▶ **Texto**:
++++++
Los servicios de extensión agrícola de Venezuela, que benefician al agricultor pequeño, han crecido considerablemente a tono con la actividad del programa de reforma agraria de ese país. El número de oficinas de extensión agrícola aumentó de 124 a 140 en 1962, y se proyecta llegar para fines de 1966 a un total de 500 oficinas. El crédito agrícola ha aumentado en una proporción del 25 por ciento en 1963.
Pero queda todavía por librar una dura batalla en muchas partes de la América Latina para desterrar, de una vez por todas, los vestutos sistemas feudales y reemplazarlos con vigorosos programas de desarrollo agrícola que conviertan a la mayoría de los campesinos en los orgullosos propietarios de su tierra.
La cínica afirmación de que la reforma agraria no ha de salir de un sueño irrealizable, ha quedado desmentida en México y en Venezuela, lo mismo que en otras partes del mundo, como lo atestiguan los espectaculares éxitos alcanzados por los programas del Japón y Formosa.
Uno de los factores principales que asegura el buen éxito de la nueva reforma agraria, aun cuando demora su progreso, es el respeto hoy existente por la justicia, a la par que la determinación de los conductores de la reforma por hacer que se garantice conforme a ley el derecho a la propiedad privada, librando a ésta de los peligros de la confiscación arbitraria o el despojo sin el pago de una justa compensación.
++++++
▶ **Fragmentos de datos**:

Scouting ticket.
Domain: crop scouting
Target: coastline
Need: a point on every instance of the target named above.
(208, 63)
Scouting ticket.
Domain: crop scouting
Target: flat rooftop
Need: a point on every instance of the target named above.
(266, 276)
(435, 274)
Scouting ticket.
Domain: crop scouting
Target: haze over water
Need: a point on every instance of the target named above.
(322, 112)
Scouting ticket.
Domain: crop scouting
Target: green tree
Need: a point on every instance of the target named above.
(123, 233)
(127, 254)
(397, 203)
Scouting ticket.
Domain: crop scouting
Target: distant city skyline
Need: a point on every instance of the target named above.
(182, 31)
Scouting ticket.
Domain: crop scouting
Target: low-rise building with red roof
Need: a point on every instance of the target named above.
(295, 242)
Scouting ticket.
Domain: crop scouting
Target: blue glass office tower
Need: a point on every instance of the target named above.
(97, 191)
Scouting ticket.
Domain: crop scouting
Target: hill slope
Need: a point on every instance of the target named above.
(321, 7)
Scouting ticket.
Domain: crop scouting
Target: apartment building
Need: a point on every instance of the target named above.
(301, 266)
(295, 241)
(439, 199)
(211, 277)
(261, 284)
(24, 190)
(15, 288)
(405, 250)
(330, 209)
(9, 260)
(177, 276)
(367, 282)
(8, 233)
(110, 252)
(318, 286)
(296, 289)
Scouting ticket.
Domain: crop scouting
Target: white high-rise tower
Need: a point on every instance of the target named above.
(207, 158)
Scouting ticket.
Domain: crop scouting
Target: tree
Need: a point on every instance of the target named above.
++++++
▶ **Ejercicios**:
a – Según el texto sobre la reforma agraria, ¿cuántas oficinas de extensión agrícola se proyecta tener en Venezuela para fines de 1966?
b – Prosigue el texto sobre la reforma agraria a partir de su última oración.

▶ **Respuestas**:
a – Se proyecta llegar a un total de 500 oficinas.

b –
Una fuerza adicional que opera a favor de la nueva revolución es la representada por una nueva conciencia surgida en las generaciones nuevas de aquellas clases sociales que, en la América Latina, detentaban tradicionalmente la tierra.
En un articulo publicado en Life en Español, Teodoro Moscoso decía que es posible advertir un cambio en estas familias privilegiadas de la América Latina, ya que los hijos de los oligarcas “comienzan a ver lo que tantísimos de sus padres no podían verlo – que el viejo orden está condenado a cambiar en un mundo que se transforma velozmente; y lo que es más, hacen algo positivo en ese sentido.”
En un país tras otro – decía Moscoso – esa nueva generación está “penetrando resueltamente allí donde el terreno está lleno de fango y es peligroso.” Y citaba al propósito las declaraciones de uno de esos jóvenes:
“Hasta su muerte reciente, mí padre era uno de los hombres más ricos de esta tierra. Mis hermanos y yo heredamos su dinero. No sé si yo podré legar algo a mis hijos, pero esto carece de importancia. El dinero que recibí no me dio ni seguridad ni felicidad. Nadie podía sentirse seguro ni feliz en este país. Anhelo que mis hijos hereden sobre todo una vida segura y pacifica, en un ambiente de libertad.”
“Dentro de algunos años” – concluía diciendo Moscoso – “cuando los historiadores señalen a la Alianza para el Progreso como el momento decisivo en la epopeya de las Américas, se olvidarán de los edificios y las carreteras, de los libros de texto y las medicinas que trajo el programa, y escribirán sobre los nuevos conductores que han tomado su inspiración en los nobles objetivos de la Alianza.”
Alianza para el Progreso – “revolución contra la pobreza, analfabetización y la injusticia social.” Cabe hacernos una pregunta, de allá a aquí, ¿Qué pasó? Nos perdimos en el camino, porque hoy estamos comenzando de nuevo.
“Si una sociedad libre no puede ayudar a los muchos que son pobres, no se puede esperar salvar a los pocos que son ricos.” John F. Kennedy (De su Discurso Inaugural el 20 de enero de 1961). ¡quiéranse!